> [Extracted text]

————

Sibanye Stillwater in its operating update for the quarter ended 30 September 2020 said it achieved the record quarterly adjusted EBITDA(earnings before interest, taxes, depreciation and amortisation) of R15.59 billion (US$922 million). Net debt was reduced by further R11.16 billion (US$666 million) following conversion of convertible bond during October 2020. This was “another solid performance from the SA PGM Operations,” the company said in the report.
The build-up to normalised production levels at the SA operations has progressed better than planned and the manner in which employees have been reintegrated into the operations without a notable increase in infection rates or operational disruptions, validates the more gradual recall and production build-up strategy.

————

> [Provided material]
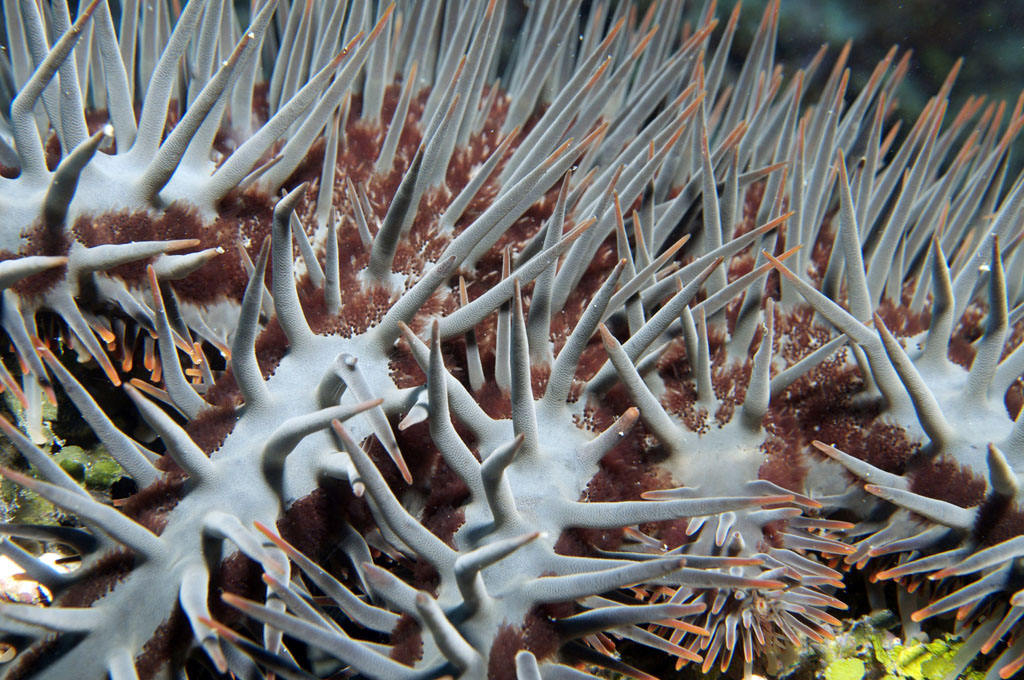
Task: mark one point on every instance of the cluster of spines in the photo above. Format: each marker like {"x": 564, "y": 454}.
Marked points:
{"x": 694, "y": 136}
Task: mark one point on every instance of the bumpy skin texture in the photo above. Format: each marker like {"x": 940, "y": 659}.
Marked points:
{"x": 512, "y": 369}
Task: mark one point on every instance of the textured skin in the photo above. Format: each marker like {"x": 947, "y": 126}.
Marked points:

————

> [Tasks to complete]
**a.** List every monetary amount given in the Sibanye Stillwater update.
**b.** Answer these from the Sibanye Stillwater update:
(i) On what date did the quarter covered by the operating update end?
(ii) In what month was the convertible bond converted?
(iii) What strategy does the text say was validated by the way employees were reintegrated?
**c.** Pick up the Sibanye Stillwater update after its last sentence and continue it.
The material has no connection to the report on Sibanye Stillwater's quarterly update.

> [Written answers]
**a.** R15.59 billion, US$922 million, R11.16 billion, US$666 million

**b.**
(i) 30 September 2020
(ii) October 2020
(iii) The more gradual recall and production build-up strategy

**c.**
By the end of Q3 2020, the SA gold operations had recalled approximately 92% of the workforce and achieved a production run rate of approximately 99% of planned levels, with the SA PGM operation having recalled approximately 88% of the workforce with a production run rate of 93% of planned levels achieved. By mid-October 2020, both the SA gold and PGM operations were operating at close to planned production rates with the employee complement close to pre-COVID-19 levels.
While the US PGM operations have continued to operate throughout the year, COVID-19 protocols, particularly compliance with social distancing requirements, has had an ongoing negative impact on productivity.
The social distancing impact is most prevalent on transport to and from work, with employees living throughout the state of Montana and travelling longer distances to work than in SA. Restricted access to the operations has also affected shift arrangements and blasting schedules, resulting in a negative 8% impact on productivity.
Elevated precious metal prices for Q3 2020, together with the 15% depreciation of the rand against the dollar during 2020 year-to-date, has ensured record prices for the basket of metals produced in SA and close to record levels in the US.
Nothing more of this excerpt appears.